### Source excerpt
# Tragic fire at dog show - dogs pulled from van



## Kayla's Dad (Jul 2, 2007)

Dogs pulled from burning van .....


Happened Monday at a kennel club show in San Jose, CA., a little close to home. Several members of my DTC trialed there over the weekend and one of our trainers was judging. From what was discussed at the club last night, there were more than the two dogs mentioned inside the van and the "kennel" were actually plastic crates which melted. There were pics of those on the news last night. The two dogs which were most severely burned were not expected to survive but couldn't confirm last night.


Thoughts and prayers go out for the owners and handlers of all the dogs involved. Kudos to all who involved in rescuing and getting the dogs out.


----------



## Cassidy's Mom (Mar 30, 2003)

I hadn't heard about this, how sad.


----------



## Cassidy's Mom (Mar 30, 2003)

Here's the video: Show Dogs Get Trapped In Burning San Jose Van


----------



## selzer (May 7, 2005)

how does a van just ignite?

### Data listing
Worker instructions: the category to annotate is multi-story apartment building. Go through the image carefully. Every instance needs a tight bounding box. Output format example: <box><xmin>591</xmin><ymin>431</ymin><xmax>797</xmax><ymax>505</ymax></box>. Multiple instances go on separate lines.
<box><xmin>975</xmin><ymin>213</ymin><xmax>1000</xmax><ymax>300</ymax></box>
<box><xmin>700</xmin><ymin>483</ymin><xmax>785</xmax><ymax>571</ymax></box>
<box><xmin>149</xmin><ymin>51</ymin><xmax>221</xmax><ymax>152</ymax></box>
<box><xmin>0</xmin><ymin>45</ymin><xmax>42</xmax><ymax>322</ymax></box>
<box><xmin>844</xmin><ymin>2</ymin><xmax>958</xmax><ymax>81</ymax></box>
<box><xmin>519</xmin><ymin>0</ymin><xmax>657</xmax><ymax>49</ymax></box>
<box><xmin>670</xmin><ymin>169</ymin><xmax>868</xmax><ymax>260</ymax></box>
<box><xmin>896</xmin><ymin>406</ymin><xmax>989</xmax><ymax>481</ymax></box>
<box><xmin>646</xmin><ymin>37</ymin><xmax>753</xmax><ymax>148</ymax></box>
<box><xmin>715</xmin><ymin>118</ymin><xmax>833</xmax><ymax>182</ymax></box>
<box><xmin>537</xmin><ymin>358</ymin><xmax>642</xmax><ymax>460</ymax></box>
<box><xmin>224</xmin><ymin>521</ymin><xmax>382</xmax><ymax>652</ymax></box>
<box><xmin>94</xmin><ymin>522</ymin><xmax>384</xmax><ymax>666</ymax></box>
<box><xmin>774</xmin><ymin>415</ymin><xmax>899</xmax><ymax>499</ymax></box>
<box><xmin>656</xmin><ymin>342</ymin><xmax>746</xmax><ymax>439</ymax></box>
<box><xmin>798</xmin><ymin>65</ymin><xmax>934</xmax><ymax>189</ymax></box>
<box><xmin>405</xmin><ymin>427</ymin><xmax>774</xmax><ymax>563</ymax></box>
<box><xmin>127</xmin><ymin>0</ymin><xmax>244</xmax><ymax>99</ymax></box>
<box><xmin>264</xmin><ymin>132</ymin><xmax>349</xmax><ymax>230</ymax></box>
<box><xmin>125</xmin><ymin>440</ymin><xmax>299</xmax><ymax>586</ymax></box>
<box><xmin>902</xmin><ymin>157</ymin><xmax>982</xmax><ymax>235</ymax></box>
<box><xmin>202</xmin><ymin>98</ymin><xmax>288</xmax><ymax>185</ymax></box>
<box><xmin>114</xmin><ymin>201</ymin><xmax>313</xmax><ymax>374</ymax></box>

--

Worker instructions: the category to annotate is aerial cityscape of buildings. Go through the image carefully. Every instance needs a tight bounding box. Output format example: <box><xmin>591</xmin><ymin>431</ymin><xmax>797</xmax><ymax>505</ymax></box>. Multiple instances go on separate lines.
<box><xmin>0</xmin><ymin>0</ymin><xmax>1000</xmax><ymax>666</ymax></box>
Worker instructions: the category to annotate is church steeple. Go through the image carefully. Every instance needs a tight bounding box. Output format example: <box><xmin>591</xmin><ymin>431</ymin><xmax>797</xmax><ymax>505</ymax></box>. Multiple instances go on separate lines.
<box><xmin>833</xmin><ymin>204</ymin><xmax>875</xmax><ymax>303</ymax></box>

### Given instruction A
Retype the dog show fire thread from "# Tragic fire" up to and including "confirm last night.".
### Given instruction B
According to the dog show fire thread, what were the "kennel" inside the van actually?
### Given instruction C
Check each statement against the dog show fire thread. Answer yes or no, and quote the words that decide it.
(i) One of the poster's trainers was judging at the show.
(ii) The two most severely burned dogs were confirmed to have survived.
(iii) Pictures of the crates were shown on the news.
The entries are separate from the dog show fire thread.

### Solution A
# Tragic fire at dog show - dogs pulled from van



## Kayla's Dad (Jul 2, 2007)

Dogs pulled from burning van .....


Happened Monday at a kennel club show in San Jose, CA., a little close to home. Several members of my DTC trialed there over the weekend and one of our trainers was judging. From what was discussed at the club last night, there were more than the two dogs mentioned inside the van and the "kennel" were actually plastic crates which melted. There were pics of those on the news last night. The two dogs which were most severely burned were not expected to survive but couldn't confirm last night.

### Solution B
Plastic crates, which melted.

### Solution C
(i) Yes: "one of our trainers was judging."
(ii) No: "The two dogs which were most severely burned were not expected to survive but couldn't confirm last night."
(iii) Yes: "There were pics of those on the news last night."